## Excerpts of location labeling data

[start]

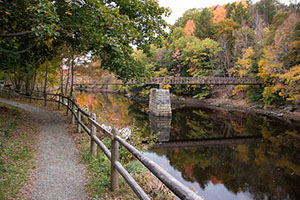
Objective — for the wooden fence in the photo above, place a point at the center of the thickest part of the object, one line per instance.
(77, 115)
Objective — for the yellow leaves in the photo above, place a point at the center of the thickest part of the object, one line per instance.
(290, 84)
(166, 86)
(238, 89)
(189, 28)
(68, 12)
(244, 65)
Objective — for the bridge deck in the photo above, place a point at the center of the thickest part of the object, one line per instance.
(182, 81)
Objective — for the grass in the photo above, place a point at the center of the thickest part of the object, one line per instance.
(99, 174)
(98, 168)
(16, 150)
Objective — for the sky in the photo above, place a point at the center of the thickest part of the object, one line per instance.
(178, 7)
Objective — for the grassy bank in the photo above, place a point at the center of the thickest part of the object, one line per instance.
(98, 168)
(16, 150)
(99, 174)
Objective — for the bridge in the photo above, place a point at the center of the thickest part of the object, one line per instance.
(159, 101)
(176, 81)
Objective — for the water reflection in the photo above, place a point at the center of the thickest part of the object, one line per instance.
(233, 156)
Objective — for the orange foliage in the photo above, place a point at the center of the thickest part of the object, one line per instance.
(188, 170)
(189, 28)
(215, 181)
(219, 13)
(87, 100)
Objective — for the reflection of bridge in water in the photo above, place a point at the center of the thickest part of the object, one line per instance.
(162, 127)
(207, 142)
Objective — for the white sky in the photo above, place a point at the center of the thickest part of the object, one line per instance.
(178, 7)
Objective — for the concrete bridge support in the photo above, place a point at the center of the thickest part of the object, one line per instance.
(160, 126)
(160, 103)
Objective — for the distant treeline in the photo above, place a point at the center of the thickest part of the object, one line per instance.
(240, 39)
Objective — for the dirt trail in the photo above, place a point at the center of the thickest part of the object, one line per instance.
(58, 174)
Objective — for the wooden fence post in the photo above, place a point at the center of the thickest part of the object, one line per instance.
(93, 133)
(78, 119)
(114, 175)
(73, 113)
(68, 102)
(9, 92)
(58, 105)
(45, 99)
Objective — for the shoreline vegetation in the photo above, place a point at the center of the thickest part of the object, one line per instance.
(17, 150)
(98, 167)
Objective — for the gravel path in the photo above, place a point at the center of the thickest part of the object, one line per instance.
(58, 174)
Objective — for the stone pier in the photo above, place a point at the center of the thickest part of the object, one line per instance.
(160, 126)
(160, 103)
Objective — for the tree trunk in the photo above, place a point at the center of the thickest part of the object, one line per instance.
(45, 89)
(72, 74)
(62, 80)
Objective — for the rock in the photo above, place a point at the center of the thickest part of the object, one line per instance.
(289, 108)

[end]

## WHAT YOU NEED TO DO
Exclude the images, then output the data above word for word.

## TASK RESULT
Objective — for the wooden fence in the photo above, place a point at the center of the thickest part of the object, one line per instance.
(77, 115)
Objective — for the yellow leaves in the photo above, place a point at the center of the thickest part of the object, one line per instance.
(290, 84)
(166, 86)
(238, 89)
(189, 28)
(68, 12)
(244, 65)
Objective — for the bridge deck in the photo above, place a point at the center of the thickest part of the object, one line per instance.
(182, 81)
Objective — for the grass in the photo above, place a point at the center of the thickest part of the object, one line per instance.
(99, 174)
(98, 168)
(16, 150)
Objective — for the sky in the photo above, place a point at the center of the thickest part of the object, one line per instance.
(178, 7)
Objective — for the grassy bank in the photo above, place a point at the center of the thickest part of the object, one line per instance.
(98, 168)
(16, 150)
(99, 174)
Objective — for the bridge in the photo above, place a point at the center of the thickest part of the object, one line per instance.
(159, 101)
(176, 81)
Objective — for the water reflection in the photo above, place a point at the center of the thickest part of the object, one line per instance.
(233, 156)
Objective — for the orange foliage in the photo above, place a point at the center of the thickest part of the object, one line per instance.
(188, 170)
(189, 28)
(215, 181)
(219, 13)
(87, 100)
Objective — for the reflection of bridge in water in the photo above, place a point at the center of the thickest part of the object, one line per instance.
(162, 127)
(207, 142)
Objective — for the white sky in the photo above, place a point at the center of the thickest part of the object, one line per instance.
(178, 7)
Objective — for the concrete bridge support in the photo above, place a point at the center of the thickest part of the object, one line per instance.
(160, 126)
(160, 103)
Objective — for the distant treeline in the photo above, place a point at the center of the thickest part of the object, one line per instance.
(240, 39)
Objective — for the dirt trail in the photo above, place a point at the center of the thickest part of the object, one line per instance.
(58, 174)
Objective — for the wooden fence post in the photo above, place a point at the center of the thickest part of the object, one line per instance.
(93, 133)
(78, 119)
(114, 175)
(73, 113)
(68, 102)
(9, 92)
(58, 105)
(45, 99)
Objective — for the shoreline vegetation in the photo above, place a point at the center of the thickest part of the object, one line per instance.
(17, 150)
(98, 167)
Objective — for the gravel path in the photo above, place a point at the center of the thickest part of the object, one line per instance.
(58, 174)
Objective — for the stone pier in the photo above, place a point at the center of the thickest part of the object, one line per instance.
(160, 126)
(160, 103)
Objective — for the tree trunk in the photo above, place a point at the center of the thickest part of the object, one line per instance.
(45, 89)
(72, 74)
(62, 80)
Objective — for the rock in the photo above, place a point at the center of the thickest part of the object, one line per instance.
(289, 108)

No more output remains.